Ejercicio A:
Transcribe del fragmento sobre la poesía de El Drogas el pasaje que comienza con "Más tarde, lo" y continúa hasta "en aquellas columnas.", ambos incluidos.

Eva Zanroi fue el primero entre todos sus alter ego del que leí algunos poemas. Todavía conservo los folios que me pasó hace años, alguno de los cuales publiqué en Borraska, mi ciberfanzine de literatura subterránea, y que ya contenían muchos de los rasgos de la poesía de El Drogas, el hombre (y la mujer) de las mil caras: la evocación, el erotismo, el surrealismo, la música… Poemas con la fuerza de estos versos: Y ahora, en el abismo/la virgen me pedirá un cunnilingus;/sólo en sus espasmos lograré apreciar/el aroma/ que para mí/ está reservado.
Más tarde, lo volví a leer, ya firmando como Enrique Villareal (¿o era El Drogas?), en las colaboraciones que escribió durante algún tiempo en Gara bajo el título ‘El ojo de la aguja’, y que también recoge en este libro. A El Drogas le dieron una columna y comenzó a empujarla: en lugar de llenarla de letras como puro cemento —como suelen hacer los columnistas— las atravesó con las puntadas de sus versos. En la mayoría de las columnas de los periódicos ponen una firma y una foto arriba y con eso creen que basta. El Drogas puso su firma y su piel en cada palabra que escribió en aquellas columnas.
La tercera de las puntadas, la encuentro en este libro. Puntadas sin hilo, o con un hilo invisible, trazadas en el aire, para coserles jerseys de punto a la noche y a los gatos acurrucados en los rincones oscuros. Puntadas reincidentes, breves a veces como cuchilladas, otras asestadas a escondidas, entre versos como escudos.

Ejercicio B:
Reúne, por favor, todas las líneas de los registros de abajo en las que aparece la palabra "paper", copiadas sin cambios.

Registros de colocación de puntos:

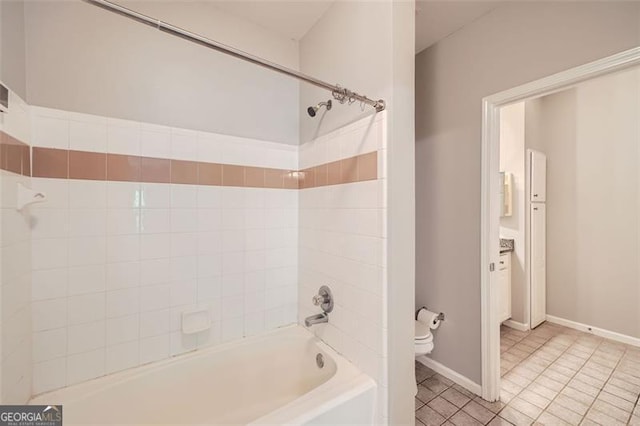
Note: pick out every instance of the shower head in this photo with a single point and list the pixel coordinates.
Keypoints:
(313, 110)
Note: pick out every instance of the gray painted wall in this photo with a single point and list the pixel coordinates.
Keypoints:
(12, 46)
(590, 135)
(514, 44)
(82, 58)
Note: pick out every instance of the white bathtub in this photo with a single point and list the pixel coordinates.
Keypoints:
(271, 379)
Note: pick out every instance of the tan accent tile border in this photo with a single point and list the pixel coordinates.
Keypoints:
(353, 169)
(69, 164)
(14, 155)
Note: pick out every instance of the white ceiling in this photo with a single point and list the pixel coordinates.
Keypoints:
(292, 19)
(436, 20)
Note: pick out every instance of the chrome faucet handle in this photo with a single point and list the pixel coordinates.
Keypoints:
(319, 299)
(324, 299)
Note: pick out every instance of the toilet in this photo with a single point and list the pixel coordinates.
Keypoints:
(423, 344)
(424, 339)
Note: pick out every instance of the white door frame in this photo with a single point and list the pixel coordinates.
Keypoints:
(490, 223)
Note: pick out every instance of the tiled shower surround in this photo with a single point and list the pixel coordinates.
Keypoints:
(143, 222)
(15, 261)
(343, 245)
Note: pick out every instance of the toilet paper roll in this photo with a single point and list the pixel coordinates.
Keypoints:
(429, 317)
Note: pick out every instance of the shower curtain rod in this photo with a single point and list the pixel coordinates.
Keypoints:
(341, 94)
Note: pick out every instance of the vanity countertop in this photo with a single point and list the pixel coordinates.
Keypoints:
(506, 245)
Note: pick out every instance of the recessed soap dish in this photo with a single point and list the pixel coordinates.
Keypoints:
(195, 321)
(28, 196)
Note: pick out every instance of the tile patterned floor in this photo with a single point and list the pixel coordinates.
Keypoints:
(550, 376)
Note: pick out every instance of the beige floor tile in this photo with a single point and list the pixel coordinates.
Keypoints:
(418, 403)
(455, 397)
(525, 407)
(555, 375)
(535, 398)
(611, 411)
(506, 396)
(478, 412)
(616, 401)
(622, 393)
(571, 404)
(425, 394)
(499, 421)
(548, 419)
(515, 417)
(494, 407)
(602, 419)
(463, 419)
(581, 397)
(542, 390)
(429, 417)
(549, 383)
(511, 387)
(562, 413)
(463, 391)
(584, 387)
(435, 384)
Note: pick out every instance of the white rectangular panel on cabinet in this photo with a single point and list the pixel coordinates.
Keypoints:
(538, 176)
(504, 273)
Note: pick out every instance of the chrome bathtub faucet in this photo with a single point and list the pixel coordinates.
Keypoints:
(324, 299)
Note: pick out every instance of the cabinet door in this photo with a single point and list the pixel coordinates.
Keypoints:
(504, 273)
(538, 176)
(538, 268)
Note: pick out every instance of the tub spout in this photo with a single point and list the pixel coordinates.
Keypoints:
(316, 319)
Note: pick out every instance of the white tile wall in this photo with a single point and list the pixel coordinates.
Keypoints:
(116, 263)
(15, 267)
(343, 245)
(69, 130)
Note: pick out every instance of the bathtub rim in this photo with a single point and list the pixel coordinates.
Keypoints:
(345, 379)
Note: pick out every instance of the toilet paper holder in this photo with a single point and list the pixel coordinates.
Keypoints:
(440, 316)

Respuesta A:
Más tarde, lo volví a leer, ya firmando como Enrique Villareal (¿o era El Drogas?), en las colaboraciones que escribió durante algún tiempo en Gara bajo el título ‘El ojo de la aguja’, y que también recoge en este libro. A El Drogas le dieron una columna y comenzó a empujarla: en lugar de llenarla de letras como puro cemento —como suelen hacer los columnistas— las atravesó con las puntadas de sus versos. En la mayoría de las columnas de los periódicos ponen una firma y una foto arriba y con eso creen que basta. El Drogas puso su firma y su piel en cada palabra que escribió en aquellas columnas.

Respuesta B:
Note: pick out every instance of the toilet paper roll in this photo with a single point and list the pixel coordinates.
Note: pick out every instance of the toilet paper holder in this photo with a single point and list the pixel coordinates.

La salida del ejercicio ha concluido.